** BEGIN **

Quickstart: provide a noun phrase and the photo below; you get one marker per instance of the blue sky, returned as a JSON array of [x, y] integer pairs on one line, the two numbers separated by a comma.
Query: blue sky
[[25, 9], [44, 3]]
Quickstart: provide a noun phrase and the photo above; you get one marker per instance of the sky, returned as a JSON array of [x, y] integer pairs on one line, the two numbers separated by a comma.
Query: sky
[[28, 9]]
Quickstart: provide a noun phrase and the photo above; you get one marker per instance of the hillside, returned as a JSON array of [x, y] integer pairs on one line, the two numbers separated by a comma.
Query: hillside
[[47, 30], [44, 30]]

** END **
** BEGIN **

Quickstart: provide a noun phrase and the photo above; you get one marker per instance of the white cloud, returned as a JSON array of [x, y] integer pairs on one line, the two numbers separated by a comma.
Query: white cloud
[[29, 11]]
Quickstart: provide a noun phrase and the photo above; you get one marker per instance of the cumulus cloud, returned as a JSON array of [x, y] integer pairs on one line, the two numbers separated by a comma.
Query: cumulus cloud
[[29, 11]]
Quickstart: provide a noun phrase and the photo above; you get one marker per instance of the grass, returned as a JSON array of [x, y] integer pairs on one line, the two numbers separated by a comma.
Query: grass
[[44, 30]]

** END **
** BEGIN **

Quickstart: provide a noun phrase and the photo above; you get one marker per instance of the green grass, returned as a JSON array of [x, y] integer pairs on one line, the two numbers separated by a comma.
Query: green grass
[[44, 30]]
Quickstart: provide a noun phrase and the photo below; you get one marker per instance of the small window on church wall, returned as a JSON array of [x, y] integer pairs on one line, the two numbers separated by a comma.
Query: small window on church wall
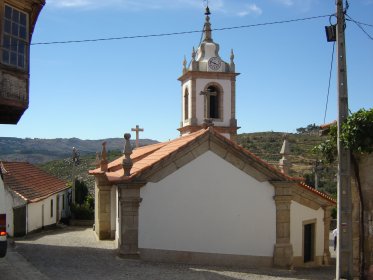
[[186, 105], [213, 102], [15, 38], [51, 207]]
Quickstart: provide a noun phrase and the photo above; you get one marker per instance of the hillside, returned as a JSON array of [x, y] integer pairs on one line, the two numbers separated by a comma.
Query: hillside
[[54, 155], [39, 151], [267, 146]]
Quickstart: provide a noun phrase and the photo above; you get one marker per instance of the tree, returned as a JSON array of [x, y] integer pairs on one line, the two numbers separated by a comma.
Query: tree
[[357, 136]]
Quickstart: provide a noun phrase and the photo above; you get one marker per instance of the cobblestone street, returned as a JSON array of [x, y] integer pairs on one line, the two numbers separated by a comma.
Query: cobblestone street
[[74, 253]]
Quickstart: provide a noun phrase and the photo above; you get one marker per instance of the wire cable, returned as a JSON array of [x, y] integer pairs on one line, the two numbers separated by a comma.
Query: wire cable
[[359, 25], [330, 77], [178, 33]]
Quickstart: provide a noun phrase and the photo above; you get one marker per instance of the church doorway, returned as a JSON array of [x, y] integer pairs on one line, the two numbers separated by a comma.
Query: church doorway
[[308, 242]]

** END **

=== Your goal ===
Repeat the entries from the line with "of the small" to the line with "[[357, 136]]", switching "hillside" to "slope" and leaving everything else unchanged. Omit the pictures from your answer.

=== Full output ===
Quickstart: provide a noun phrase and the photo below; you get one marker per instance of the small window on church wall, returned as a JSON array of [x, y] integer pairs on one line, the two numbers separated by a comma.
Query: small window on church wall
[[186, 105], [213, 102], [15, 38], [51, 207]]
Quickstart: provide a noun phrase and the photo above; you get one marker per instance of the slope, returned as a JSON array of [x, y] integer pairs on one line, the two numbers separated by a comma.
Query: slope
[[54, 155], [39, 151], [267, 146]]
Quickstart: provide a noun phrase and the photo above; you get one marker per instance of the tree, returned as a JSON array of [x, y] integer pairs on one line, the two numbers separated by a comma.
Query: tree
[[357, 136]]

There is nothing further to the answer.